Task statement: Please format everything from the line containing "# give the mask of every instance of the weeping" down to the end of the rows as a numbered list, leaving out blank lines.

Data for this exercise:
■ ■ ■

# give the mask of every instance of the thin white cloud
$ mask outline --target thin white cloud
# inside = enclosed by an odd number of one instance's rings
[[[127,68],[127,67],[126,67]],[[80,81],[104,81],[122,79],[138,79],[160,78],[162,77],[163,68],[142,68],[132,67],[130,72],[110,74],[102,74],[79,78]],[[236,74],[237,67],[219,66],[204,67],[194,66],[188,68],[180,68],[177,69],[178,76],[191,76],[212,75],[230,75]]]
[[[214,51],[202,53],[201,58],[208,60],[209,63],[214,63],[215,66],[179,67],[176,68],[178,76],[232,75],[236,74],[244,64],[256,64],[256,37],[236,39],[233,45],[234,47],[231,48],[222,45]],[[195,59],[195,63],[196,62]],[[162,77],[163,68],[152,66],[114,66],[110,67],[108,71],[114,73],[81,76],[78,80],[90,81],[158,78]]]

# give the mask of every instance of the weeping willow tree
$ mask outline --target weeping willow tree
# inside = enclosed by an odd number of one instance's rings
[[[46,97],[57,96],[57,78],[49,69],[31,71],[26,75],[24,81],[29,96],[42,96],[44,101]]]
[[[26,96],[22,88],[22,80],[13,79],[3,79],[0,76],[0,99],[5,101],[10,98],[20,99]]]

■ ■ ■

Final result:
1. # give the mask of every instance of the weeping willow tree
2. $ mask outline --target weeping willow tree
3. # inside = enclosed by an odd number of one instance's rings
4. [[[46,97],[57,96],[57,78],[49,69],[31,71],[26,75],[24,81],[29,96],[42,96],[44,101]]]
5. [[[26,96],[22,88],[22,80],[13,79],[3,79],[0,76],[0,99],[5,101],[10,98],[20,99]]]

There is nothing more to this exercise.